▸ **Problem details**
In the listing below, copy every line word for word, starting with the line that contains "[locate] distant tree" and running through the end of the listing.

▸ **Point labeling dataset excerpts**

______

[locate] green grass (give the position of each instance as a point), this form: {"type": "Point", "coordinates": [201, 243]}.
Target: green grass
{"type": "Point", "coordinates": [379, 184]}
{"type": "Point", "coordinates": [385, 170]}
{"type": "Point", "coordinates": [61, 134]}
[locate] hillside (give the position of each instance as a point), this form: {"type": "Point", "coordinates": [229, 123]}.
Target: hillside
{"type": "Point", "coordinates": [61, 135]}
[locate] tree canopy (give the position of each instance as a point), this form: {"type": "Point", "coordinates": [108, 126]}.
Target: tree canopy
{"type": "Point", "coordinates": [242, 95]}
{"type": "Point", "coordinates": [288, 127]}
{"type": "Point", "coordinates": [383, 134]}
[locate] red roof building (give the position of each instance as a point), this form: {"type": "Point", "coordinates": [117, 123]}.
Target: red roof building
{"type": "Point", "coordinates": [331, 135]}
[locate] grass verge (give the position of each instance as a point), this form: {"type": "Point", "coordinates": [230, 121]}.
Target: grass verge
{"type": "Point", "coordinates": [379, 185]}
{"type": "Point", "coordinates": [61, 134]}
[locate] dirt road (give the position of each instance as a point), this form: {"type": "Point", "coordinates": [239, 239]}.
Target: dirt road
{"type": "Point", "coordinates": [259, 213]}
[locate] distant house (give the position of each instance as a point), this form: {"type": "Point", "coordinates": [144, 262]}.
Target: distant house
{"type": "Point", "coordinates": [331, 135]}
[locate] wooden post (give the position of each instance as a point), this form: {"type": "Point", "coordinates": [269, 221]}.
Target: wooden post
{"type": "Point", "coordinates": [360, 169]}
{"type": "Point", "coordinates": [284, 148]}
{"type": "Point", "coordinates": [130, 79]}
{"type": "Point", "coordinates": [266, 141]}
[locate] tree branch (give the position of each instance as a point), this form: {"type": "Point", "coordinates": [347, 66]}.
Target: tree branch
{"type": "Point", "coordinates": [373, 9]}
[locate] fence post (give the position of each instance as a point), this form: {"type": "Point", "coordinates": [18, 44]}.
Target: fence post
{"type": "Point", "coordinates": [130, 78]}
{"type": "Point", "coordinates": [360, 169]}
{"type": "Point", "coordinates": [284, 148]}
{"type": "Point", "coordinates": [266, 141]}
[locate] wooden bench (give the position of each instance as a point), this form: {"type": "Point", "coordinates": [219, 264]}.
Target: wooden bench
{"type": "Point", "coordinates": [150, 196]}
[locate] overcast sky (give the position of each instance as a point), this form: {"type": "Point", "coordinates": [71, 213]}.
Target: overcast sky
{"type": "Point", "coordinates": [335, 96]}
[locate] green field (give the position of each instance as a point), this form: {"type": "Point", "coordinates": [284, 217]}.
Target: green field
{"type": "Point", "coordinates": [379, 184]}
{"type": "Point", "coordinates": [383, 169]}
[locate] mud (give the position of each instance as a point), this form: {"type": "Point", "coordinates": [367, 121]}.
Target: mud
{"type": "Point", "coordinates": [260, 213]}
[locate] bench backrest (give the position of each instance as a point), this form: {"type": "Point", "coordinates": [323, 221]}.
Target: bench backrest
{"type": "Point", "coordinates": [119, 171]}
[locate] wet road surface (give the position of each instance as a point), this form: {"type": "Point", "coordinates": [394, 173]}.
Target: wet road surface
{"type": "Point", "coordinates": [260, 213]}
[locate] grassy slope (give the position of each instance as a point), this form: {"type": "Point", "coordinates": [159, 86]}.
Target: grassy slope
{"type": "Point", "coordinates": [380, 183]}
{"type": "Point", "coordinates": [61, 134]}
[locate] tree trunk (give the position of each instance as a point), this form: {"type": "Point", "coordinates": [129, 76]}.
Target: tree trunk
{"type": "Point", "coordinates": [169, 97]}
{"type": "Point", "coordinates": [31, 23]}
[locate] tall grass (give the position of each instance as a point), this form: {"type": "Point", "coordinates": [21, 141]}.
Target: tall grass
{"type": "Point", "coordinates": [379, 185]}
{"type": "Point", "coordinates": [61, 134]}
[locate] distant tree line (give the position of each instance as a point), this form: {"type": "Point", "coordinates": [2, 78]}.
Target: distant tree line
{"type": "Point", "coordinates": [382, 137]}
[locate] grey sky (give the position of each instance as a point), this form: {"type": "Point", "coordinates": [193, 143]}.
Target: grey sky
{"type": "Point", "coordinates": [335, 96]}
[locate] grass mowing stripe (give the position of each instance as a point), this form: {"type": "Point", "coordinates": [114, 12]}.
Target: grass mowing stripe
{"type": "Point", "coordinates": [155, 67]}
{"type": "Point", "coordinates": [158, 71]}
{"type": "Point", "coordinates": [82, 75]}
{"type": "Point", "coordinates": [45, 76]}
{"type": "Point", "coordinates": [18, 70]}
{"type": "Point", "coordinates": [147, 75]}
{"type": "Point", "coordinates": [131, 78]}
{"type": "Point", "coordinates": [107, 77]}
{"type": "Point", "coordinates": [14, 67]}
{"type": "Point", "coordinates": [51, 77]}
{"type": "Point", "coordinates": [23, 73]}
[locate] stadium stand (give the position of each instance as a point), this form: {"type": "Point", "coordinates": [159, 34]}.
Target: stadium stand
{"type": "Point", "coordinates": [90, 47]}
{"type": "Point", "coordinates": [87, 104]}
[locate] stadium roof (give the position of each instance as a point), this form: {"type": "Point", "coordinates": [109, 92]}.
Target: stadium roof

______

▸ **Output**
[locate] distant tree line (give the position of each instance as a point), this form: {"type": "Point", "coordinates": [2, 78]}.
Target: distant tree line
{"type": "Point", "coordinates": [382, 137]}
[locate] grey sky (give the position of each instance as a point), this form: {"type": "Point", "coordinates": [193, 143]}.
Target: grey sky
{"type": "Point", "coordinates": [335, 96]}
[locate] grass mowing stripe (give the position of each instance as a point), this form: {"type": "Point", "coordinates": [114, 12]}.
Target: grass mowing stripe
{"type": "Point", "coordinates": [155, 67]}
{"type": "Point", "coordinates": [158, 71]}
{"type": "Point", "coordinates": [82, 75]}
{"type": "Point", "coordinates": [45, 76]}
{"type": "Point", "coordinates": [18, 70]}
{"type": "Point", "coordinates": [147, 75]}
{"type": "Point", "coordinates": [131, 78]}
{"type": "Point", "coordinates": [107, 77]}
{"type": "Point", "coordinates": [14, 67]}
{"type": "Point", "coordinates": [51, 77]}
{"type": "Point", "coordinates": [23, 73]}
[locate] stadium stand (give the position of each instance as a point), this form: {"type": "Point", "coordinates": [159, 34]}.
Target: stadium stand
{"type": "Point", "coordinates": [90, 47]}
{"type": "Point", "coordinates": [87, 104]}
[locate] stadium roof (give the position of each instance as a point), this form: {"type": "Point", "coordinates": [109, 92]}.
Target: stadium roof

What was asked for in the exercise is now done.